[YOUR INSTRUCTIONS]: Set down the data that follows again, exactly as written.

[EXERCISE INPUT]:
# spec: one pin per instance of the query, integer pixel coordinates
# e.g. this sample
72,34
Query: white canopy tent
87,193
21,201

[YOUR SOLUTION]:
# spec: one pin per instance of the query, integer pixel coordinates
# e.g. this sample
72,34
Query: white canopy tent
87,193
21,201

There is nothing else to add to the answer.